- Work to complete: Write out the records below once more, exactly as they stand.

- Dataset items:
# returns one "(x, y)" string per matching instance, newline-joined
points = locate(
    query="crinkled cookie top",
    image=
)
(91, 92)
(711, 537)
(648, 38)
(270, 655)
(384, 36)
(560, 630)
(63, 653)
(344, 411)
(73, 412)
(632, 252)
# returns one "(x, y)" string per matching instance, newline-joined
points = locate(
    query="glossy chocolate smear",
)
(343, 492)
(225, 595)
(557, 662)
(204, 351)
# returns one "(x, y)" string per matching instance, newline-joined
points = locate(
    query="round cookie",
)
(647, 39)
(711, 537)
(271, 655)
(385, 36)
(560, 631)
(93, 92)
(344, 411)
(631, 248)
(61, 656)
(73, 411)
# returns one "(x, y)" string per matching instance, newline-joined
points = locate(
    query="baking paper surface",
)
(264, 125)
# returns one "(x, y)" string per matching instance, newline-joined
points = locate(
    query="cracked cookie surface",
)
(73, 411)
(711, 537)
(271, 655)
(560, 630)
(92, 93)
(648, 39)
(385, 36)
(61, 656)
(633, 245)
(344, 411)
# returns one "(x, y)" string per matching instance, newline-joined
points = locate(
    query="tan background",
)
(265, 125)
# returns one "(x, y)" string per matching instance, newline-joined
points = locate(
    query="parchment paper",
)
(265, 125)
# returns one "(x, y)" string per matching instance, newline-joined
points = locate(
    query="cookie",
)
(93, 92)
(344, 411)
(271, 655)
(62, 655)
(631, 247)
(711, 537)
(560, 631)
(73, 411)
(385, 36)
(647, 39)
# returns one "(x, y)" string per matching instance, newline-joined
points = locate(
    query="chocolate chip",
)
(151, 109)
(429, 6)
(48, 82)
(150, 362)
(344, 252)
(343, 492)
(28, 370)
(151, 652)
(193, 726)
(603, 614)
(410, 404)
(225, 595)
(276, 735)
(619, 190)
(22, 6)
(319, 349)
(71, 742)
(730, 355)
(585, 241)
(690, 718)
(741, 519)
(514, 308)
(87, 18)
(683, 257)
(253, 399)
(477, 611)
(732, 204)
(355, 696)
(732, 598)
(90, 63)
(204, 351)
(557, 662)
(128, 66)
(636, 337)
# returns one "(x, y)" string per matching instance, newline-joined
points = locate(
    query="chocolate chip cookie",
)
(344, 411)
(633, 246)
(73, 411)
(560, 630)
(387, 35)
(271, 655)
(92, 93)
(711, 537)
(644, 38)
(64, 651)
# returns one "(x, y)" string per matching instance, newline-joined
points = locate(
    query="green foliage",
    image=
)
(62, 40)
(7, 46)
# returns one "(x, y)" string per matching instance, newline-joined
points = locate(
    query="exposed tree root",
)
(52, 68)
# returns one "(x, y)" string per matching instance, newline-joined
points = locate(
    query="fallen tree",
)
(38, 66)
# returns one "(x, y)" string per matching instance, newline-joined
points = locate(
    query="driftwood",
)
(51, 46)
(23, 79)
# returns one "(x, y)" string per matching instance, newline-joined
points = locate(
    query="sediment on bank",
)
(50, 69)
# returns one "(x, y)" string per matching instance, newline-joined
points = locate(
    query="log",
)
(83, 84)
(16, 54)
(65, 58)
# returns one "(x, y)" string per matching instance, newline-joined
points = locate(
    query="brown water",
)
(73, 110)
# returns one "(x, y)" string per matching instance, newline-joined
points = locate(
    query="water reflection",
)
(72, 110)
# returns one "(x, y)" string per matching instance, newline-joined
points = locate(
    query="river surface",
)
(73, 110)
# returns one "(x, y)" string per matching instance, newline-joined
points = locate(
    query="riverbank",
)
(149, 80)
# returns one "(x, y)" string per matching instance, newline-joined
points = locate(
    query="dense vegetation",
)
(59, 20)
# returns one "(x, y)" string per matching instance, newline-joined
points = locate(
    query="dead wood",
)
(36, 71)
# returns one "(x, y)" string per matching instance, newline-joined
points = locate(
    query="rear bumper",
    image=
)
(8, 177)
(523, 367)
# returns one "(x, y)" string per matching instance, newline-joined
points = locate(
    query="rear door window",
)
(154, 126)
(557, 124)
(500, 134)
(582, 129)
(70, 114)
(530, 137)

- Solution to the exercise:
# returns one "(x, y)" string per matching instance, newline-joined
points = locate(
    query="crinkled cookie top",
    image=
)
(91, 92)
(711, 537)
(648, 38)
(270, 655)
(384, 36)
(560, 630)
(63, 653)
(344, 411)
(73, 412)
(632, 252)
# returns one "(x, y)" string per matching instance, newline-joined
points = locate(
    query="glossy chocolate smear",
)
(343, 492)
(225, 595)
(557, 662)
(204, 351)
# returns one "(x, y)" string per matching instance, newline-joined
points = locate(
    query="round cookie",
)
(647, 39)
(711, 537)
(271, 655)
(385, 36)
(560, 631)
(93, 92)
(344, 411)
(631, 248)
(61, 656)
(73, 411)
# returns one "(x, y)" string per matching instance, newline-joined
points = locate(
    query="baking paper surface",
)
(264, 125)
# returns one "(x, y)" string per matching instance, newline-joined
points = locate(
    query="cracked cookie surface",
)
(73, 411)
(711, 537)
(271, 655)
(560, 630)
(92, 93)
(648, 39)
(385, 36)
(61, 656)
(633, 245)
(344, 411)
# returns one "(x, y)" string per matching instance, newline-joined
points = locate(
    query="tan background",
)
(265, 125)
# returns one "(x, y)" string per matching instance, newline-joined
points = locate(
    query="parchment paper",
)
(265, 125)
# returns one "(x, y)" string per matching instance, newline-joined
points = locate(
    query="cookie",
)
(93, 92)
(344, 411)
(271, 655)
(62, 655)
(631, 247)
(711, 537)
(560, 631)
(73, 411)
(385, 36)
(647, 39)
# returns one "(x, y)" string per matching instance, newline-joined
points = locate(
    query="chocolate chip",
)
(151, 109)
(429, 6)
(48, 82)
(150, 362)
(344, 252)
(343, 492)
(28, 370)
(151, 652)
(193, 726)
(603, 614)
(410, 404)
(225, 595)
(276, 735)
(619, 190)
(22, 6)
(319, 349)
(71, 742)
(730, 355)
(585, 241)
(690, 718)
(741, 519)
(514, 308)
(87, 18)
(683, 257)
(253, 399)
(477, 611)
(732, 204)
(355, 696)
(732, 598)
(90, 63)
(204, 351)
(557, 662)
(128, 66)
(636, 337)
# returns one "(x, y)" string per matching instance, newline-joined
points = locate(
    query="chocolate chip cookie",
)
(344, 411)
(633, 246)
(73, 411)
(560, 630)
(387, 35)
(271, 655)
(92, 93)
(711, 537)
(644, 38)
(64, 651)
# returns one "(x, y)" string per matching instance, newline-joined
points = locate(
    query="green foliage",
    image=
)
(62, 40)
(7, 46)
# returns one "(x, y)" string per matching instance, newline-joined
points = locate(
    query="exposed tree root",
)
(52, 68)
# returns one "(x, y)" string per matching instance, newline-joined
points = locate(
    query="fallen tree",
)
(38, 66)
# returns one "(x, y)" string per matching instance, newline-joined
points = locate(
    query="driftwood",
)
(51, 46)
(23, 79)
# returns one "(x, y)" string per matching instance, newline-joined
points = locate(
    query="sediment on bank",
)
(50, 69)
# returns one "(x, y)" string per matching instance, newline-joined
points = locate(
    query="log",
)
(83, 84)
(16, 54)
(65, 58)
# returns one "(x, y)" string per matching instance, newline-joined
points = locate(
    query="brown water",
)
(73, 110)
# returns one "(x, y)" string per matching instance, newline-joined
points = locate(
    query="water reflection",
)
(72, 110)
# returns one "(x, y)" string per matching instance, newline-joined
points = locate(
    query="river surface",
)
(73, 110)
# returns one "(x, y)" string per matching instance, newline-joined
points = locate(
    query="riverbank",
)
(149, 80)
# returns one "(x, y)" string per matching instance, newline-joined
points = locate(
    query="dense vegetation",
)
(59, 20)
# returns one "(x, y)" string per matching instance, newline-joined
points = locate(
    query="dead wood",
)
(36, 71)
# returns one "(x, y)" string per matching instance, newline-joined
points = locate(
    query="rear bumper",
    image=
)
(8, 177)
(523, 367)
# returns one "(x, y)" string per matching instance, newline-joined
points = locate(
    query="rear door window",
)
(154, 126)
(557, 124)
(500, 134)
(582, 129)
(70, 114)
(530, 137)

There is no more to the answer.